» **In einem Datensatz aufgeführte Einträge**
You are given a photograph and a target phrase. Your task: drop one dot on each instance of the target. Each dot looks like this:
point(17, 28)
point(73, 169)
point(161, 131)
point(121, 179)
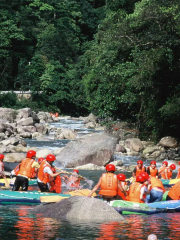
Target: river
point(17, 223)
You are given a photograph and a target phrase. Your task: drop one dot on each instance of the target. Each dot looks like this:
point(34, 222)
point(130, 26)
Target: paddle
point(79, 176)
point(6, 183)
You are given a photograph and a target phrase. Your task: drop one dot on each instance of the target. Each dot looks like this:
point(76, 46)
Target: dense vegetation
point(118, 59)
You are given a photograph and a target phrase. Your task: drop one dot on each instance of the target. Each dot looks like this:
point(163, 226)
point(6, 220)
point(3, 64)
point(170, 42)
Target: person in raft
point(167, 173)
point(2, 174)
point(73, 182)
point(26, 170)
point(174, 192)
point(108, 184)
point(152, 169)
point(161, 171)
point(122, 186)
point(178, 174)
point(45, 172)
point(156, 189)
point(139, 168)
point(138, 190)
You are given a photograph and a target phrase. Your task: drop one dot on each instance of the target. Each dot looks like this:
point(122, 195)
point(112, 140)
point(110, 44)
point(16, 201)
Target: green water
point(17, 223)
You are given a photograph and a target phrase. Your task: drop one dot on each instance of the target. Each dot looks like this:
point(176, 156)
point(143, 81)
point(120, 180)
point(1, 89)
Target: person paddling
point(174, 192)
point(156, 189)
point(178, 174)
point(138, 190)
point(25, 171)
point(45, 172)
point(122, 186)
point(162, 170)
point(108, 184)
point(139, 168)
point(2, 174)
point(73, 182)
point(152, 169)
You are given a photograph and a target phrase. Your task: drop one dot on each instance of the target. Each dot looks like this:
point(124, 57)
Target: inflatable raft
point(32, 182)
point(169, 183)
point(8, 197)
point(126, 207)
point(29, 197)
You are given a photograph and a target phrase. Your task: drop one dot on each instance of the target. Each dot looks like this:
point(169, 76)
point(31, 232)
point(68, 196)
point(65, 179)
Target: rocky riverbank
point(91, 151)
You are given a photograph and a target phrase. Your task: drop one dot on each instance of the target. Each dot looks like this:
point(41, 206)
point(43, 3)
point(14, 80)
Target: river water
point(17, 223)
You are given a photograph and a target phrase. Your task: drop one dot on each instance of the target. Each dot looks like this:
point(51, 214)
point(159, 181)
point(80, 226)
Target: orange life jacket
point(73, 182)
point(55, 186)
point(138, 170)
point(153, 172)
point(155, 182)
point(169, 173)
point(109, 185)
point(162, 172)
point(120, 193)
point(16, 170)
point(134, 192)
point(25, 168)
point(178, 174)
point(174, 192)
point(44, 177)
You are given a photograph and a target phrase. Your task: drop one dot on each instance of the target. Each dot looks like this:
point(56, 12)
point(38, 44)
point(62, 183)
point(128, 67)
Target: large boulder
point(14, 157)
point(97, 148)
point(134, 144)
point(168, 142)
point(7, 115)
point(79, 208)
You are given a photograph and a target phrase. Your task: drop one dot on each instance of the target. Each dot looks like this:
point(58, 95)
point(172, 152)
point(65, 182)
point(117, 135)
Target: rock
point(97, 148)
point(43, 153)
point(57, 151)
point(90, 125)
point(23, 113)
point(68, 133)
point(41, 128)
point(117, 163)
point(79, 208)
point(150, 150)
point(2, 136)
point(23, 143)
point(26, 122)
point(168, 142)
point(6, 142)
point(31, 129)
point(120, 148)
point(26, 135)
point(134, 144)
point(90, 166)
point(36, 135)
point(14, 157)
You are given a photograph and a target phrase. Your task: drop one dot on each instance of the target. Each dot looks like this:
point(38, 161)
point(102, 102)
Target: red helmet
point(153, 162)
point(121, 177)
point(173, 166)
point(40, 160)
point(50, 158)
point(30, 154)
point(165, 162)
point(140, 162)
point(145, 175)
point(140, 178)
point(110, 167)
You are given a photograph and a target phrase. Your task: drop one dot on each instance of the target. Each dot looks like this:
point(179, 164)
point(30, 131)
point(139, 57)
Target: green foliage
point(8, 100)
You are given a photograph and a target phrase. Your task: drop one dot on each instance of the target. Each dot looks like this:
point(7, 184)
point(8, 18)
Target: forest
point(119, 59)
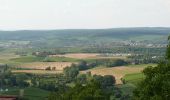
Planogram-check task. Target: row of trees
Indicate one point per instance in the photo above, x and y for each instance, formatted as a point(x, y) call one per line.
point(156, 85)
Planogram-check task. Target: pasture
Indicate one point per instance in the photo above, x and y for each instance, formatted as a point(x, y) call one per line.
point(88, 56)
point(36, 71)
point(44, 65)
point(119, 72)
point(30, 93)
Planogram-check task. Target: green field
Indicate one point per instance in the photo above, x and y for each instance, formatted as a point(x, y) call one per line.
point(134, 78)
point(30, 93)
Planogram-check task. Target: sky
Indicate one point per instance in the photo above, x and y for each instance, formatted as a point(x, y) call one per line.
point(83, 14)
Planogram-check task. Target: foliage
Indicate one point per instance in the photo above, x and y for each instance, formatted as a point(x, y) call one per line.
point(91, 91)
point(156, 85)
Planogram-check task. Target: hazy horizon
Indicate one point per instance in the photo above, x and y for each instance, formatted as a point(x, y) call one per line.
point(80, 14)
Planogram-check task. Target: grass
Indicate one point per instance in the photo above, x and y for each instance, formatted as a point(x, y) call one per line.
point(30, 93)
point(60, 59)
point(143, 65)
point(118, 72)
point(36, 71)
point(134, 78)
point(27, 59)
point(127, 89)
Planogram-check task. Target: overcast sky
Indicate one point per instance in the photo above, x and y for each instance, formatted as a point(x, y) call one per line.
point(81, 14)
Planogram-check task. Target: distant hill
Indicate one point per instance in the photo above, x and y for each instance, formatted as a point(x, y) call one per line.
point(71, 37)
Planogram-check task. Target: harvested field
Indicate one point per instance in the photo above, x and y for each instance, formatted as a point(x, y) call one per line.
point(44, 65)
point(87, 56)
point(118, 72)
point(36, 71)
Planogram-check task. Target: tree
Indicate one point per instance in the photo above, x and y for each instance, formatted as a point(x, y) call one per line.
point(71, 72)
point(156, 85)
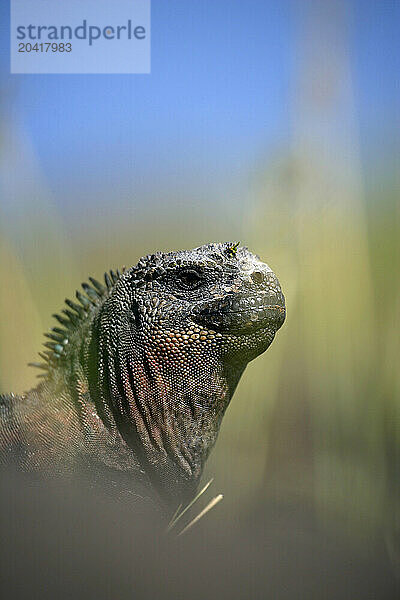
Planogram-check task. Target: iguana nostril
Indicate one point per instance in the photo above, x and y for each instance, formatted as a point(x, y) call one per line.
point(257, 277)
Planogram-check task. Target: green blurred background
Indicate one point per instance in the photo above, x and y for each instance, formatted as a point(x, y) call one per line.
point(275, 124)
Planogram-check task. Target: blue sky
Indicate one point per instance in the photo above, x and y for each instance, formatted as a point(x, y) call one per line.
point(217, 102)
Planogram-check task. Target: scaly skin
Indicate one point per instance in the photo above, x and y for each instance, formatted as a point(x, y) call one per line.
point(138, 379)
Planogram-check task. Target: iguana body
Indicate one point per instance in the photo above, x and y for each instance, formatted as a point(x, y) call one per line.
point(140, 373)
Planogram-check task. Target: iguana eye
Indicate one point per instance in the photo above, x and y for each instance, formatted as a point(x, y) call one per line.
point(189, 278)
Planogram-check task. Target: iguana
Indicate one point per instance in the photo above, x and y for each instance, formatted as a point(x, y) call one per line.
point(138, 376)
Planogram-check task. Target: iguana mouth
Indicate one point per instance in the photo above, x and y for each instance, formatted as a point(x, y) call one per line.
point(243, 321)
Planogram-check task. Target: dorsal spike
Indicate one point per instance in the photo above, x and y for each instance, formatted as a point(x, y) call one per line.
point(91, 293)
point(71, 316)
point(107, 281)
point(55, 338)
point(42, 366)
point(62, 321)
point(60, 340)
point(61, 332)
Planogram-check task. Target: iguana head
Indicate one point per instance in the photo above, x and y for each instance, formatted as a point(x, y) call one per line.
point(217, 299)
point(166, 346)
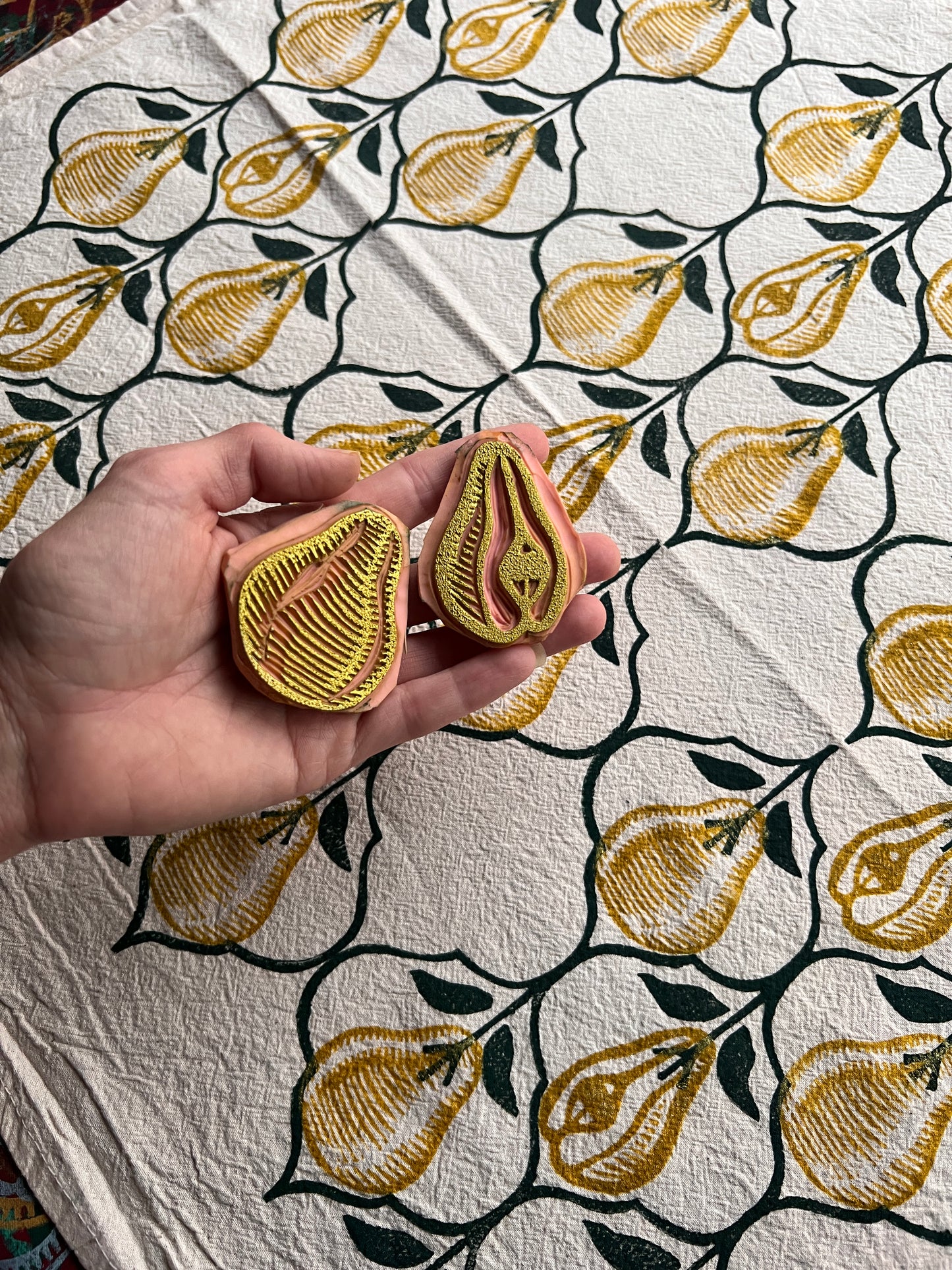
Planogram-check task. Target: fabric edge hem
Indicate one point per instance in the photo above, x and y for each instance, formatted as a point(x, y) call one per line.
point(112, 28)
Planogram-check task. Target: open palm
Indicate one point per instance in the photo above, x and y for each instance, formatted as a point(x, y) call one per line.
point(125, 713)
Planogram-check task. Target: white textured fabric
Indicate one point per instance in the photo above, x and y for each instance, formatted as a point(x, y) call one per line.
point(649, 964)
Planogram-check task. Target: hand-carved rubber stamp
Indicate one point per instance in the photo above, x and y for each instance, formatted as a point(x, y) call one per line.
point(501, 559)
point(319, 608)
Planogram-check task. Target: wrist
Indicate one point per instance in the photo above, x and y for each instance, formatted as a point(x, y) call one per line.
point(17, 801)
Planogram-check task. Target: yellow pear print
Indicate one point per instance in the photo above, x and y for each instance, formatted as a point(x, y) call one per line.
point(681, 37)
point(468, 177)
point(909, 660)
point(378, 444)
point(672, 877)
point(278, 175)
point(580, 456)
point(865, 1119)
point(221, 882)
point(107, 177)
point(831, 154)
point(894, 880)
point(795, 310)
point(607, 313)
point(43, 324)
point(938, 296)
point(523, 704)
point(763, 484)
point(227, 320)
point(497, 41)
point(26, 449)
point(333, 42)
point(612, 1120)
point(378, 1103)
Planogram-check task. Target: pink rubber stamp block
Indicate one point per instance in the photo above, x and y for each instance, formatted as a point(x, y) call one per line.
point(501, 559)
point(318, 608)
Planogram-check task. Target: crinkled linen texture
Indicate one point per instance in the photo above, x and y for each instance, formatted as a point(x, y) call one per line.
point(149, 1091)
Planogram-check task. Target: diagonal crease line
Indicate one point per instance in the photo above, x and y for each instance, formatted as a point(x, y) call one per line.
point(547, 404)
point(78, 1179)
point(347, 202)
point(446, 304)
point(693, 582)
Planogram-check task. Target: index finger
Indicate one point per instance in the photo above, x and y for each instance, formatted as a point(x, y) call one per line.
point(413, 487)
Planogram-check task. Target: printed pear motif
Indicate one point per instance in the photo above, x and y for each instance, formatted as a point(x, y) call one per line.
point(605, 314)
point(278, 175)
point(26, 449)
point(938, 296)
point(334, 42)
point(865, 1119)
point(831, 154)
point(909, 660)
point(612, 1122)
point(221, 882)
point(795, 310)
point(681, 37)
point(378, 1103)
point(894, 880)
point(523, 704)
point(580, 456)
point(108, 177)
point(319, 608)
point(43, 324)
point(672, 877)
point(468, 177)
point(378, 444)
point(763, 484)
point(225, 322)
point(497, 41)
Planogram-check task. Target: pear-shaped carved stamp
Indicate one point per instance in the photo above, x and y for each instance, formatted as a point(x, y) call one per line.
point(319, 608)
point(501, 559)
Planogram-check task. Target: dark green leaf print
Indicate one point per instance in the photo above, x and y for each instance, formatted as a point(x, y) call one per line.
point(630, 1252)
point(331, 831)
point(735, 1062)
point(385, 1246)
point(67, 456)
point(498, 1056)
point(452, 998)
point(779, 840)
point(164, 111)
point(685, 1000)
point(38, 409)
point(916, 1005)
point(727, 775)
point(410, 399)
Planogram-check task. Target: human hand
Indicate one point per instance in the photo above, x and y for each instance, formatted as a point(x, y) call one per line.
point(121, 709)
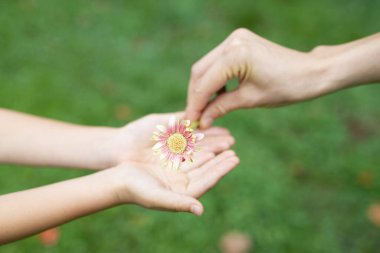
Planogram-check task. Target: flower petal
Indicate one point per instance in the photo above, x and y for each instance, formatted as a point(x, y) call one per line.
point(199, 136)
point(158, 145)
point(161, 128)
point(172, 122)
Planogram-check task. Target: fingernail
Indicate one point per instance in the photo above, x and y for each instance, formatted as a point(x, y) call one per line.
point(195, 209)
point(206, 122)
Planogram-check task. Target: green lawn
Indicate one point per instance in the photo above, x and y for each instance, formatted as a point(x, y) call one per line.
point(299, 187)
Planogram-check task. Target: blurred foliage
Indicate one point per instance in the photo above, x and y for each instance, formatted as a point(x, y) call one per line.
point(308, 172)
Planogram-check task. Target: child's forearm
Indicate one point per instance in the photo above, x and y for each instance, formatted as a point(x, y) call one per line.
point(28, 212)
point(26, 139)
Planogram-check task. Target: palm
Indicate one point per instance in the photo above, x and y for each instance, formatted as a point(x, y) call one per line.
point(154, 185)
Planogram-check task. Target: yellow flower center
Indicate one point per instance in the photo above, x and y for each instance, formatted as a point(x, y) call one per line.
point(177, 143)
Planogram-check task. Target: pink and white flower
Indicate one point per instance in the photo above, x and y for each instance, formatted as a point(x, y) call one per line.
point(176, 142)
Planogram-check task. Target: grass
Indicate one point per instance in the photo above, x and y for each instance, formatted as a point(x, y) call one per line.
point(299, 186)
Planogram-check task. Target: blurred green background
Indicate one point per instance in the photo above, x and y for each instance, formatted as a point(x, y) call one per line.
point(308, 173)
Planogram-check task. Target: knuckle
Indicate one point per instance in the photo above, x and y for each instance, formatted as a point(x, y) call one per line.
point(239, 42)
point(244, 97)
point(195, 70)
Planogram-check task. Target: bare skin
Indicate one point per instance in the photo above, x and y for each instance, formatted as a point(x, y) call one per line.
point(272, 75)
point(134, 175)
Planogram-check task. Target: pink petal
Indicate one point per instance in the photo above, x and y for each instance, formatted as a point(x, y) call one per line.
point(158, 145)
point(199, 136)
point(161, 128)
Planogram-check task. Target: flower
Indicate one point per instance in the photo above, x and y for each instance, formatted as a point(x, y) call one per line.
point(176, 143)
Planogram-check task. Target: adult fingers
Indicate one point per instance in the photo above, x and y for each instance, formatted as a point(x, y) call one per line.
point(222, 105)
point(201, 90)
point(217, 144)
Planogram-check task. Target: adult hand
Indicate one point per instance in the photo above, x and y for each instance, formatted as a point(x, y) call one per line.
point(269, 75)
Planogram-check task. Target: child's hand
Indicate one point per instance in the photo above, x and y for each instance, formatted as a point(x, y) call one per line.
point(133, 143)
point(152, 186)
point(140, 178)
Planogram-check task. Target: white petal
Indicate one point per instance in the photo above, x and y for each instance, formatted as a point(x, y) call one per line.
point(172, 122)
point(176, 163)
point(199, 136)
point(186, 123)
point(158, 145)
point(161, 128)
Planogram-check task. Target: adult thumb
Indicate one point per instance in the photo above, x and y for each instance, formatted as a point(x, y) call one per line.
point(221, 105)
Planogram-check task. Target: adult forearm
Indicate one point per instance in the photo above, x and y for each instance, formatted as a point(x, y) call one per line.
point(27, 139)
point(28, 212)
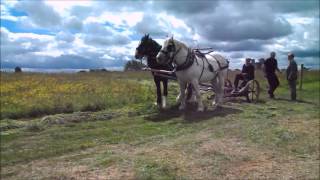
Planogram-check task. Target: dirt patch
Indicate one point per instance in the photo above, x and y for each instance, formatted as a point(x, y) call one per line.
point(77, 117)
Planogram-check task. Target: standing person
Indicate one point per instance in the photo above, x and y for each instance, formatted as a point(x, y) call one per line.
point(292, 75)
point(270, 68)
point(246, 74)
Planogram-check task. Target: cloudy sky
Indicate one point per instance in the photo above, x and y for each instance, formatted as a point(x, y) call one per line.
point(95, 34)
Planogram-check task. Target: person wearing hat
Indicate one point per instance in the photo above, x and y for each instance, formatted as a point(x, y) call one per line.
point(292, 75)
point(246, 74)
point(270, 67)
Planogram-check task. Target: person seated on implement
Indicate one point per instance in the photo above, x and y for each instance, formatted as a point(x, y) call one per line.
point(246, 74)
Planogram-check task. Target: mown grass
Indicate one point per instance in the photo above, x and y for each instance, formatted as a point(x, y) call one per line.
point(168, 144)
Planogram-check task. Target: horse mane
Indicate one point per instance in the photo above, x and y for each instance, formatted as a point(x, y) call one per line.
point(180, 43)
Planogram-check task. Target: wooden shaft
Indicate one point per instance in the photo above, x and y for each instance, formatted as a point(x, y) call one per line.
point(159, 71)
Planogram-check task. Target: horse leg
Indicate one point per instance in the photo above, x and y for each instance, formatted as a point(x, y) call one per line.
point(192, 97)
point(157, 82)
point(182, 95)
point(165, 92)
point(196, 87)
point(220, 89)
point(214, 83)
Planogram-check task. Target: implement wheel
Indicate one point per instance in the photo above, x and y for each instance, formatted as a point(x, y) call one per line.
point(253, 90)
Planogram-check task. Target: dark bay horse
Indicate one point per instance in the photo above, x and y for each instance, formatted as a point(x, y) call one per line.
point(149, 48)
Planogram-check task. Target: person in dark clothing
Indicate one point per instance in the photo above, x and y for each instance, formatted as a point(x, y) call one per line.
point(292, 75)
point(270, 68)
point(246, 74)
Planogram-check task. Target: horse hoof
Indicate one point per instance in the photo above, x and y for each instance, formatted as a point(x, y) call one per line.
point(181, 107)
point(200, 109)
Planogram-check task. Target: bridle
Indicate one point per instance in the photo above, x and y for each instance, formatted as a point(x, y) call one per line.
point(170, 50)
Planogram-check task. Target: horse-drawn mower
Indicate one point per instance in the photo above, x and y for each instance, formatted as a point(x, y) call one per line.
point(250, 89)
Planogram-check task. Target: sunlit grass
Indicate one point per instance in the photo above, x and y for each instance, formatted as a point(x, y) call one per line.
point(31, 95)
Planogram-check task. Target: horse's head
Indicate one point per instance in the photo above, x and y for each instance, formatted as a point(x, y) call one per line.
point(142, 49)
point(167, 52)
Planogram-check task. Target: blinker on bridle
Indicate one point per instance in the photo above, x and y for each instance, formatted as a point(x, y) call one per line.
point(170, 48)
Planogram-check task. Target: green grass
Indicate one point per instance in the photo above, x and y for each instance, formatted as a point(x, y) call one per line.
point(136, 140)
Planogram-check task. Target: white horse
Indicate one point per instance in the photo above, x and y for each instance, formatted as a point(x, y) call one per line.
point(194, 68)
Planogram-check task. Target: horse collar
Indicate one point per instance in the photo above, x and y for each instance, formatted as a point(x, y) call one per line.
point(189, 61)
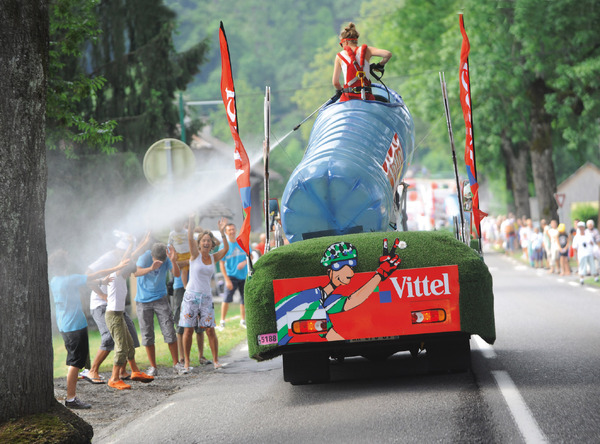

» **AUFGABENSTELLUNG**
Bearbeite die Zeilen von der Zeile mit „Planogram-check task. Target: dirt patch“ bis einschließlich der Zeile mit „point(95, 34)“, indem du „standing person“ durch „seated person“ ersetzt und alles andere unverändert lässt. Gib nur diese Zeilen aus.

» **LÖSUNG**
Planogram-check task. Target: dirt patch
Indicate one point per instance in the photo above, x and y for each instance, formatted as a point(x, y) call one per line.
point(77, 117)
Planogram-check task. Target: seated person
Indicate one point per instance in the photo above, x and y for each instance, formatted as a point(x, y) call one per line.
point(292, 75)
point(270, 68)
point(246, 74)
Planogram-check task. Target: cloudy sky
Indicate one point per instance in the photo above, x and y for each instance, formatted as a point(x, y) call one per line.
point(95, 34)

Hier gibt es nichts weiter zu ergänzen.